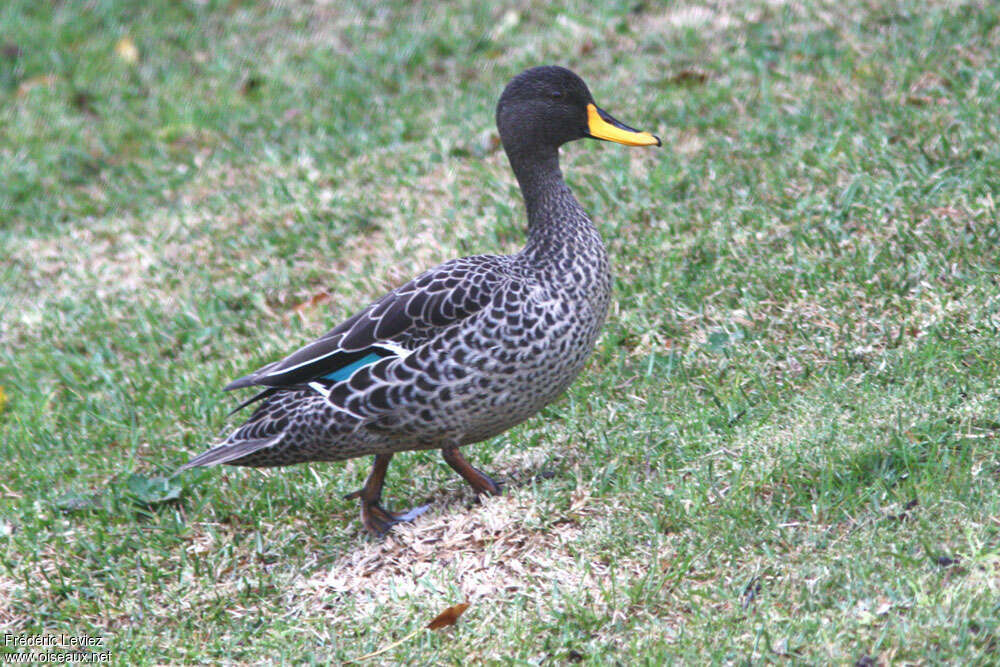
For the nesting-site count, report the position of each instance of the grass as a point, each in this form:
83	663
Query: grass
783	450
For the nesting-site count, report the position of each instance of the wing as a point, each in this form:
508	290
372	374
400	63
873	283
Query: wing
434	300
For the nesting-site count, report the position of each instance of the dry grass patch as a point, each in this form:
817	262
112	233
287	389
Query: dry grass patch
511	546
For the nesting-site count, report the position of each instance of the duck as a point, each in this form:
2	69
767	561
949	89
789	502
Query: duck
467	349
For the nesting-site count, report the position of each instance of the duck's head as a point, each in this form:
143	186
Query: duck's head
545	107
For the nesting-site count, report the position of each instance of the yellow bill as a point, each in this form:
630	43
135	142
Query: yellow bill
602	125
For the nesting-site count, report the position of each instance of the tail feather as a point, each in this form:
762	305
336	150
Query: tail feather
228	452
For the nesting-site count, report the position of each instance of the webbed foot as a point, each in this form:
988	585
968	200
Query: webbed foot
477	479
376	519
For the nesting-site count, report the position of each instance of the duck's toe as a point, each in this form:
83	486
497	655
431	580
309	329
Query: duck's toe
378	520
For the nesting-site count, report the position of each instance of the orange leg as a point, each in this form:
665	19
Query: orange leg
477	479
377	519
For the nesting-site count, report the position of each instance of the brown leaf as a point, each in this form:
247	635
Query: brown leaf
448	617
691	76
302	309
43	81
127	50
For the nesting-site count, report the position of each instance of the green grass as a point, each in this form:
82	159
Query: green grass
785	447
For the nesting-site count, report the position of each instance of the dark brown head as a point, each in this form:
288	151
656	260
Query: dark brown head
545	107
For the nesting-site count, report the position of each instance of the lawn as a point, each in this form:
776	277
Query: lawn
785	448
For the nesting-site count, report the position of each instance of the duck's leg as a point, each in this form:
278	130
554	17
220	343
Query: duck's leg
376	518
477	479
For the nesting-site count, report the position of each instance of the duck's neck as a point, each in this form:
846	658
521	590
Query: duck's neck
556	221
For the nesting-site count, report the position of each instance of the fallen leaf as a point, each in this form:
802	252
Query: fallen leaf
689	76
43	81
303	308
153	490
11	51
127	50
448	617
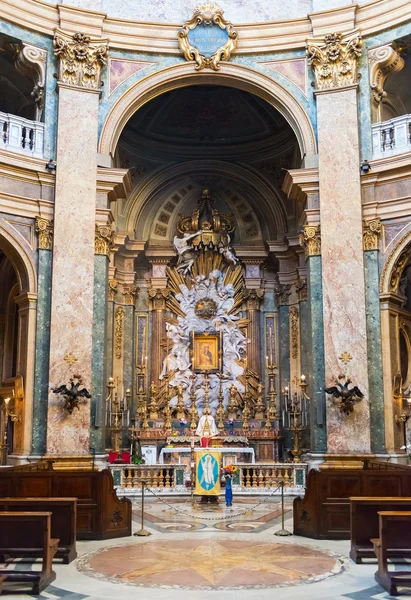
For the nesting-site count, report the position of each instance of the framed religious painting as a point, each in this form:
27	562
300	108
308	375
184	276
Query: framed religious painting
206	352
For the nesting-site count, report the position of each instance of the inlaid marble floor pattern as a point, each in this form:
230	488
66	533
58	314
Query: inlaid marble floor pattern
199	554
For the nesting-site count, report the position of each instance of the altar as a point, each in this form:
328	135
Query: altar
230	455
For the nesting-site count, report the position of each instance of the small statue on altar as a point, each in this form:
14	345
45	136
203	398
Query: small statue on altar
206	428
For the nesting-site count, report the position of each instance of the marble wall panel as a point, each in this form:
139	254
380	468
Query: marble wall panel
343	265
73	266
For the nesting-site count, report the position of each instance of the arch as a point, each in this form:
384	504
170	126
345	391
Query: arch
20	259
395	265
230	75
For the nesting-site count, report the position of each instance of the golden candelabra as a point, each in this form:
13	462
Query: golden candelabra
117	414
295	413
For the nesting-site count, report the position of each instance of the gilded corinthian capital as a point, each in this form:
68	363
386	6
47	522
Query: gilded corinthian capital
334	59
310	240
81	59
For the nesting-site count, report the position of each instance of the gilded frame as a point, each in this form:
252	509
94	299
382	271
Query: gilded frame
209	14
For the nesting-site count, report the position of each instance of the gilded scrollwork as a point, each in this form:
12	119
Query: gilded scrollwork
371	234
208	15
334	60
44	228
81	59
103	239
310	240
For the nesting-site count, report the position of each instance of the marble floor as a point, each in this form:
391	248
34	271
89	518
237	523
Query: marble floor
213	553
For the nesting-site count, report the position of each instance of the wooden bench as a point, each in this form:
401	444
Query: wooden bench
28	531
63	520
394	535
365	523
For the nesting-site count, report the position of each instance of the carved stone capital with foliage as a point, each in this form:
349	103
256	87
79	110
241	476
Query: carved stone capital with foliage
81	59
334	60
44	228
371	234
310	240
383	61
103	239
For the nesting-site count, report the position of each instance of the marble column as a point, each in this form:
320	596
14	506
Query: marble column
253	299
334	60
375	368
71	330
45	244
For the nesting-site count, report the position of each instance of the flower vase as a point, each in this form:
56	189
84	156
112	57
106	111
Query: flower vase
228	492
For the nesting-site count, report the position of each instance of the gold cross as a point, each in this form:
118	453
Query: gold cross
345	357
70	359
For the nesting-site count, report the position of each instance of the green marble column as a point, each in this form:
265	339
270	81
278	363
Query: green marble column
97	402
41	370
315	354
375	375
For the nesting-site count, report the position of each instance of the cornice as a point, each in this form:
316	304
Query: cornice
161	38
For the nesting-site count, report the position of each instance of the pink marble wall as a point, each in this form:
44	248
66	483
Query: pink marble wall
343	264
73	266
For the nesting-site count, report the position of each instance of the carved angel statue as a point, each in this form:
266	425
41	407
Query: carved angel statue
346	396
186	255
72	396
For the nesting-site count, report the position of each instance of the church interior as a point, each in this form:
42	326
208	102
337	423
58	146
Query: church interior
205	300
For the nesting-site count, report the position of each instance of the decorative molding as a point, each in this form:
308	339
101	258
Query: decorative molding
383	61
112	289
334	59
130	293
294	327
44	228
253	298
310	240
281	293
207	17
31	61
158	297
103	239
119	330
371	234
81	59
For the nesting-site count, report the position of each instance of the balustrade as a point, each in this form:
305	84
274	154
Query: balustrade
21	135
391	137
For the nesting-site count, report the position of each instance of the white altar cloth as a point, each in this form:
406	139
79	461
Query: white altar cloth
225	450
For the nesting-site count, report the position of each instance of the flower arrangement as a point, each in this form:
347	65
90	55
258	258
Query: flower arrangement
228	471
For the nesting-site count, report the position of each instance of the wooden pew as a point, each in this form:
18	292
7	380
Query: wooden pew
324	512
20	531
63	520
394	535
365	523
101	515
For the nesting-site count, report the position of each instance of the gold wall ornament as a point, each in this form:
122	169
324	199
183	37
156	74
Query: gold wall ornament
310	240
383	61
119	330
103	239
44	228
207	38
81	59
371	234
294	330
130	293
334	59
112	289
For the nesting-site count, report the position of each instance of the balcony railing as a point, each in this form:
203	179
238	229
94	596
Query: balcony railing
21	135
391	137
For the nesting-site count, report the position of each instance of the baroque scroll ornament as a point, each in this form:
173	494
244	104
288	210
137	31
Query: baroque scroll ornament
214	40
81	59
334	60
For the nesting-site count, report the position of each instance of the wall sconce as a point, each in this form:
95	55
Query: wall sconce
51	166
13	417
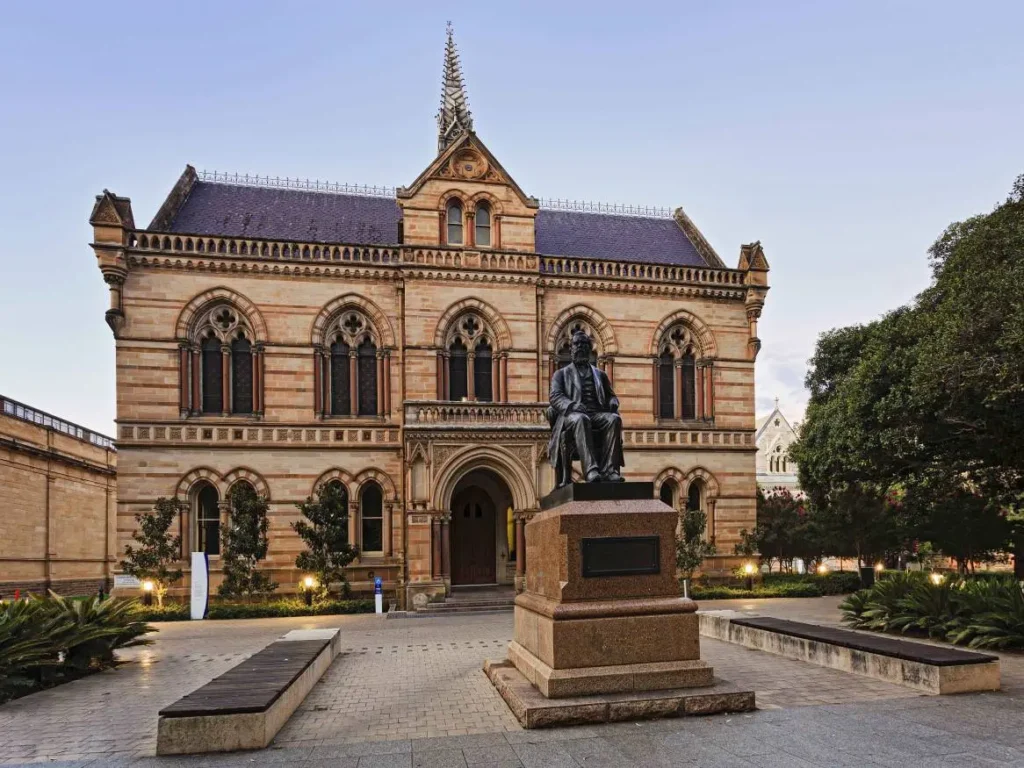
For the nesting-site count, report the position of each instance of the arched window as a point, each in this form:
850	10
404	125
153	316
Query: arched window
471	359
207	515
482	222
694	497
667	385
224	381
563	346
372	518
668	494
677	375
213	375
340	378
482	372
335	493
353	368
242	375
368	377
458	367
454	219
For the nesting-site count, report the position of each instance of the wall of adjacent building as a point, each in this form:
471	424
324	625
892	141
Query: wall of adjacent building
57	525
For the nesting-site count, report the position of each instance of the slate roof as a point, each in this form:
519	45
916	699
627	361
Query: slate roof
229	210
235	210
600	236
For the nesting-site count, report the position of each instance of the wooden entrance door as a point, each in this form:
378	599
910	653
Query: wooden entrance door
473	538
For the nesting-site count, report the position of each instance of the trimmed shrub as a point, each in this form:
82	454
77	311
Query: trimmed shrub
979	612
270	609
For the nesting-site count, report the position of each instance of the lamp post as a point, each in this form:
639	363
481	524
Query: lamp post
308	584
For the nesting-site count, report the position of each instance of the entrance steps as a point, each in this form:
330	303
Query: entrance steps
487	599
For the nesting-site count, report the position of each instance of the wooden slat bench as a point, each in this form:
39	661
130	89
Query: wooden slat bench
246	707
934	669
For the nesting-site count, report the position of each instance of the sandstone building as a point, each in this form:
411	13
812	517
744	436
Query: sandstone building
57	528
774	467
400	342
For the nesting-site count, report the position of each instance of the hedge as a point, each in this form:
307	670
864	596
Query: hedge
46	641
269	609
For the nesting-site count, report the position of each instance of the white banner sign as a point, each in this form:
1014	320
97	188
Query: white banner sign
125	582
201	585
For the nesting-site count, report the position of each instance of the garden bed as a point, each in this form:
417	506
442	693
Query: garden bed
268	609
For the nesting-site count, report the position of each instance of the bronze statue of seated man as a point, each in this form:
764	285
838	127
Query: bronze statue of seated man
584	416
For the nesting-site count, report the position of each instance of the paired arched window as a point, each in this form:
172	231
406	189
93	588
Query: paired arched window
473	227
206	514
453	217
482	224
349	369
681	387
469	368
372	518
224	364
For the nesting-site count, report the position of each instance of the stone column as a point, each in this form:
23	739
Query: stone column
317	383
183	384
353	382
677	369
225	379
657	388
353	513
197	402
446	545
435	537
380	382
503	376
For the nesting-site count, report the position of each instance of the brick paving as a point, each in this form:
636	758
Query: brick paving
411	692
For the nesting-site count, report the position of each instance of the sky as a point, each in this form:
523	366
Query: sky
843	135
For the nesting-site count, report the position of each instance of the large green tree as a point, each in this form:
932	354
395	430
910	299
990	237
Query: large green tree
245	544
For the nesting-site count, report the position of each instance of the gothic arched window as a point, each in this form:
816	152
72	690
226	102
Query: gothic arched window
453	217
482	224
668	494
563	346
207	515
677	380
372	518
226	361
213	375
471	360
353	368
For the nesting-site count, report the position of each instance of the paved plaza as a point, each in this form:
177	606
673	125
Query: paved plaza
410	692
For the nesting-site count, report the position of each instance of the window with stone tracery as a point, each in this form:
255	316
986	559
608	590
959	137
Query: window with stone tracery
353	359
678	380
563	346
225	361
470	359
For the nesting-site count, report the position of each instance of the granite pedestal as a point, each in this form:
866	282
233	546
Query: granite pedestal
601	612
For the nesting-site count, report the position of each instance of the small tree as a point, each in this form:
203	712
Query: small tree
691	547
245	543
325	531
159	553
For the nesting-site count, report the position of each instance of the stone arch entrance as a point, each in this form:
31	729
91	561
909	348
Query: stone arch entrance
479	539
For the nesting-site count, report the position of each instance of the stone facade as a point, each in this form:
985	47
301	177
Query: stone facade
59	483
461	267
774	467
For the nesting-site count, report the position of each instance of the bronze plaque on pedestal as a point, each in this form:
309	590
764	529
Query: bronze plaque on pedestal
621	555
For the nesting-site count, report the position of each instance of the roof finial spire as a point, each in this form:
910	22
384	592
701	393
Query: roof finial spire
454	118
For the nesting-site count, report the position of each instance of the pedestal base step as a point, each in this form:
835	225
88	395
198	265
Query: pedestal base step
625	678
535	711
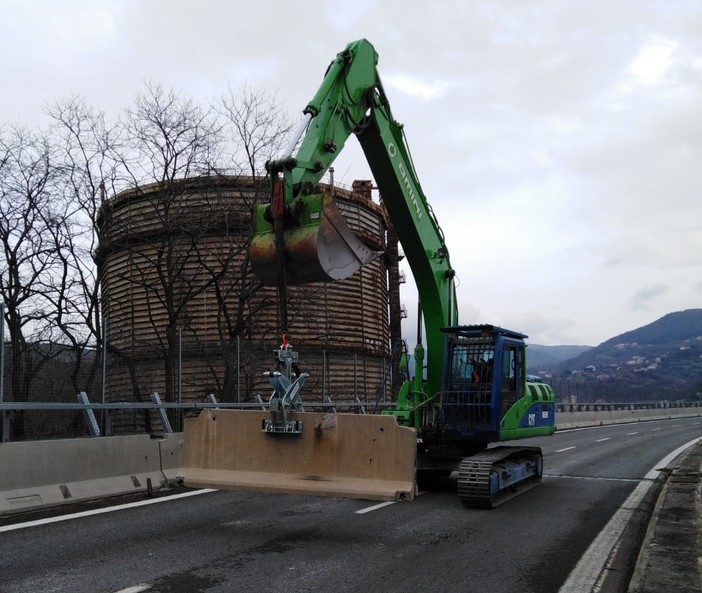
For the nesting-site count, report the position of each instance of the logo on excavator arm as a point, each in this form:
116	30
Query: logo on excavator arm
392	151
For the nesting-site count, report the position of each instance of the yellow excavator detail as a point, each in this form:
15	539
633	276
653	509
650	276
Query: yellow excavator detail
342	455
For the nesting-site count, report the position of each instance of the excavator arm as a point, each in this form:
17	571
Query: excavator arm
318	246
299	237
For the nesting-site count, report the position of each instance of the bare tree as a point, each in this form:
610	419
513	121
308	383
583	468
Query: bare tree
28	218
166	140
258	127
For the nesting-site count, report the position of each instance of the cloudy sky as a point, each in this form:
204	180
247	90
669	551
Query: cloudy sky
559	142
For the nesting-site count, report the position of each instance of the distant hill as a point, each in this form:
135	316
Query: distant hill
659	361
539	356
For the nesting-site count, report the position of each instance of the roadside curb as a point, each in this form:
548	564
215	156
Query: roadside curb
671	555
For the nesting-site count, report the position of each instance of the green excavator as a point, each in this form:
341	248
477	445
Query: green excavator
469	392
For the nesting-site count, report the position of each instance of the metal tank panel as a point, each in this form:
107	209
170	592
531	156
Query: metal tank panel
340	329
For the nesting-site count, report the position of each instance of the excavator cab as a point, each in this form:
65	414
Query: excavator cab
485	395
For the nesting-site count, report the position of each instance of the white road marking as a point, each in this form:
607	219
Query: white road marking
135	589
139	503
586	574
375	507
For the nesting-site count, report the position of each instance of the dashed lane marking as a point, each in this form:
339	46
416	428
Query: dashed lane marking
375	507
130	505
135	589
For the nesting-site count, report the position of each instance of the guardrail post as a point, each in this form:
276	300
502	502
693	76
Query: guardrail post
93	426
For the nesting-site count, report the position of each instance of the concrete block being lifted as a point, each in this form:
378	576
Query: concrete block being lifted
341	455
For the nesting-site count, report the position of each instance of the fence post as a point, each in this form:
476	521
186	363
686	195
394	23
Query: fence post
89	415
156	398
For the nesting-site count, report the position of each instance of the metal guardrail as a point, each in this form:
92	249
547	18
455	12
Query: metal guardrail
612	407
94	426
107	409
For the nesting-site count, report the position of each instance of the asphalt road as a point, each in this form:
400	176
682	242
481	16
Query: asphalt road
221	541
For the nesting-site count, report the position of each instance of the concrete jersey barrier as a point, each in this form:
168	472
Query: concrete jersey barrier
40	474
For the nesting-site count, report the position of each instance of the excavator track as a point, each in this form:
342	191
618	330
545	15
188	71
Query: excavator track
492	477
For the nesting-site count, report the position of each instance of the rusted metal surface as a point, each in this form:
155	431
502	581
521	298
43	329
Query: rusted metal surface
322	251
340	328
341	455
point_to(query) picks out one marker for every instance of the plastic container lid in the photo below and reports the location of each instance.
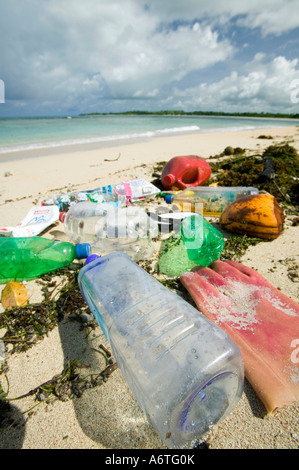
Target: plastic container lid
(91, 258)
(83, 250)
(168, 198)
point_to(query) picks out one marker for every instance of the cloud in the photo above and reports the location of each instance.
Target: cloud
(72, 56)
(265, 88)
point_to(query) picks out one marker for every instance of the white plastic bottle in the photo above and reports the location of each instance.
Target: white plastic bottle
(185, 372)
(108, 228)
(206, 200)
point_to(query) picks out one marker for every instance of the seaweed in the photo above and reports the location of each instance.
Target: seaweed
(246, 171)
(28, 324)
(236, 245)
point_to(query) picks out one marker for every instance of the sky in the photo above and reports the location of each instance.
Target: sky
(66, 57)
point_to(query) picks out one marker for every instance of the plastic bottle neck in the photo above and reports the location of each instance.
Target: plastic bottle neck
(168, 180)
(83, 250)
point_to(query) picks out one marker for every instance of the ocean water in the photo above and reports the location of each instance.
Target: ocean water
(21, 134)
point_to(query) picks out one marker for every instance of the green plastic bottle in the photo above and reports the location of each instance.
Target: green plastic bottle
(204, 243)
(27, 258)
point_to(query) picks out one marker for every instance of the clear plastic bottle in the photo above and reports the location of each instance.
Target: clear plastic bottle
(208, 200)
(185, 372)
(27, 258)
(108, 228)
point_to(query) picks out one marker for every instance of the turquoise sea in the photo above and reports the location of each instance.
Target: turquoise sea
(24, 134)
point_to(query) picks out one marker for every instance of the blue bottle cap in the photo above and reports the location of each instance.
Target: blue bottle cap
(83, 250)
(91, 258)
(168, 198)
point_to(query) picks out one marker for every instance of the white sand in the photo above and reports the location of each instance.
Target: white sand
(108, 417)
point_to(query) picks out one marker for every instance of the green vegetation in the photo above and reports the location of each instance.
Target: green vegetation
(199, 113)
(240, 170)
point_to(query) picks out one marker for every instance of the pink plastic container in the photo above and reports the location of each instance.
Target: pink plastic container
(182, 172)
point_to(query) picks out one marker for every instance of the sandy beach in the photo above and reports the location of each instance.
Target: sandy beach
(108, 416)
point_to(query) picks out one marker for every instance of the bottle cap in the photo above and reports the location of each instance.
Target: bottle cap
(62, 216)
(168, 180)
(91, 258)
(83, 250)
(168, 198)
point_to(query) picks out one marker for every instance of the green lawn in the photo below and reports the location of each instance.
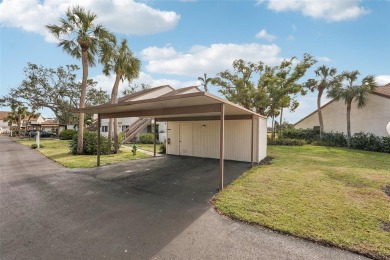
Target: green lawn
(58, 150)
(330, 195)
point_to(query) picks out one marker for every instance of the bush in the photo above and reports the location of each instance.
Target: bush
(67, 134)
(370, 142)
(35, 146)
(163, 148)
(146, 138)
(302, 134)
(285, 141)
(90, 144)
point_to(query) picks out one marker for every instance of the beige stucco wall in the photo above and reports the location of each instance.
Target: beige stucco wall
(205, 139)
(373, 118)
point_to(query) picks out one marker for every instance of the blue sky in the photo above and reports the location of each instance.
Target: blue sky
(177, 41)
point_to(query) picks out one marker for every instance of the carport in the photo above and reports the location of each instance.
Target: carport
(195, 106)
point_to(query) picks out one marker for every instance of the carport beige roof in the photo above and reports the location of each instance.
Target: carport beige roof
(191, 106)
(177, 105)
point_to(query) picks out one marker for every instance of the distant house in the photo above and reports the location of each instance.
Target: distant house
(4, 128)
(372, 118)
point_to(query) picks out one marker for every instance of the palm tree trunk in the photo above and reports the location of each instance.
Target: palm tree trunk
(280, 123)
(349, 104)
(114, 100)
(320, 112)
(110, 131)
(82, 101)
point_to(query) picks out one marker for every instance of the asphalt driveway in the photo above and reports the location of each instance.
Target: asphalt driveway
(154, 208)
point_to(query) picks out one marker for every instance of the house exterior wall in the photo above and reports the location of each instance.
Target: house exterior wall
(373, 118)
(127, 121)
(206, 139)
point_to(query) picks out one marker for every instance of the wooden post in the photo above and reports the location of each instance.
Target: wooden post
(252, 139)
(154, 137)
(221, 146)
(98, 141)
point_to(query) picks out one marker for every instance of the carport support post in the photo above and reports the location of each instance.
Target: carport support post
(252, 131)
(98, 141)
(154, 137)
(221, 146)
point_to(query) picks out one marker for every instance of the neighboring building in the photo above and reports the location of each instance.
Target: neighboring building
(32, 123)
(372, 118)
(4, 128)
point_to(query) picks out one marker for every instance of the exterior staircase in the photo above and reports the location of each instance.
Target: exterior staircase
(93, 126)
(136, 128)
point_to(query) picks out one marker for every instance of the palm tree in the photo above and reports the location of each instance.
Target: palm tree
(80, 37)
(119, 59)
(327, 78)
(205, 80)
(352, 92)
(29, 115)
(11, 119)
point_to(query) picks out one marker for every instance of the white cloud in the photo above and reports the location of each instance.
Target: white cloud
(291, 38)
(323, 59)
(120, 16)
(330, 10)
(211, 59)
(264, 35)
(153, 53)
(382, 79)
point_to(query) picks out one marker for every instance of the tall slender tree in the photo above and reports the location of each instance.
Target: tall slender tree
(204, 82)
(121, 61)
(327, 78)
(82, 38)
(349, 90)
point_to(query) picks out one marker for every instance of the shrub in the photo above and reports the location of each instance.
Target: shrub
(67, 134)
(370, 142)
(163, 148)
(90, 144)
(285, 141)
(35, 146)
(302, 134)
(146, 138)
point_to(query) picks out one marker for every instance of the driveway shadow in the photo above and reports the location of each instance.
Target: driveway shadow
(159, 197)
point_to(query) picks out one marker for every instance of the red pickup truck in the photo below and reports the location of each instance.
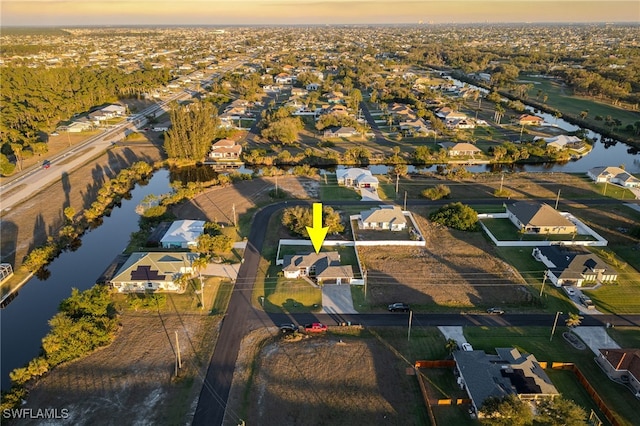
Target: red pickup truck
(316, 327)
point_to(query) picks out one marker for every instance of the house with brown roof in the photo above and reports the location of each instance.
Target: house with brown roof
(325, 267)
(153, 271)
(539, 218)
(529, 120)
(225, 149)
(614, 175)
(461, 149)
(622, 366)
(383, 218)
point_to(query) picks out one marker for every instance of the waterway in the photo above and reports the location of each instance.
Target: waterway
(24, 322)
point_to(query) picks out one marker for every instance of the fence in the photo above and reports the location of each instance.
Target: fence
(590, 390)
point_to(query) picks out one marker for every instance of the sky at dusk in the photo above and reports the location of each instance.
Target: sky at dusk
(238, 12)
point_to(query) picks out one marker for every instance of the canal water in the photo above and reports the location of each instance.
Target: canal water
(24, 322)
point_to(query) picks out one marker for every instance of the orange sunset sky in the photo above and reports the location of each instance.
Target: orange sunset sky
(225, 12)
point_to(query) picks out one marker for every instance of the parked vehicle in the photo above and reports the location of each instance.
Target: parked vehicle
(316, 327)
(395, 307)
(587, 302)
(288, 328)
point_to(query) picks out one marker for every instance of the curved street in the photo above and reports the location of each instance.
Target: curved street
(241, 317)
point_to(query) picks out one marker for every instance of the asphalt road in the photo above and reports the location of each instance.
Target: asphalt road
(241, 317)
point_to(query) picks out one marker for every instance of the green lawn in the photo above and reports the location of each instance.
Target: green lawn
(535, 340)
(561, 98)
(553, 299)
(332, 191)
(504, 230)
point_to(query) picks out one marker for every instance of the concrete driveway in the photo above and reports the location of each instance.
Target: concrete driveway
(596, 338)
(336, 299)
(453, 332)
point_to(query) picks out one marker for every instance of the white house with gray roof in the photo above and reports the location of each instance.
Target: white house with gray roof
(507, 373)
(383, 218)
(356, 178)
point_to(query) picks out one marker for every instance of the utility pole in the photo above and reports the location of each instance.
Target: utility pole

####

* [EXERCISE INSTRUCTIONS]
Scan the entries above for the line containing "Target: beige stucco wall", and copy it and all lines after it exactly, down to and including the line containing "the distant house".

* [ANSWER SECTION]
Target: beige stucco wall
(205, 139)
(373, 118)
point_to(query) picks out one marker for every instance of the blue sky in the photo above and reports the location of each instance.
Target: blue sky
(177, 41)
point_to(query) picks out one marker for every instance of the carport in the photo above and reports the location of each instance.
Target: carport
(195, 106)
point_to(query) picks out one marker for every instance of the carport beige roof in the photo above and reports the location of each instance.
Target: carport beige roof
(191, 106)
(177, 105)
point_to(query) picks out one marker for every instance of the distant house in the photo above and reports the location of each instance.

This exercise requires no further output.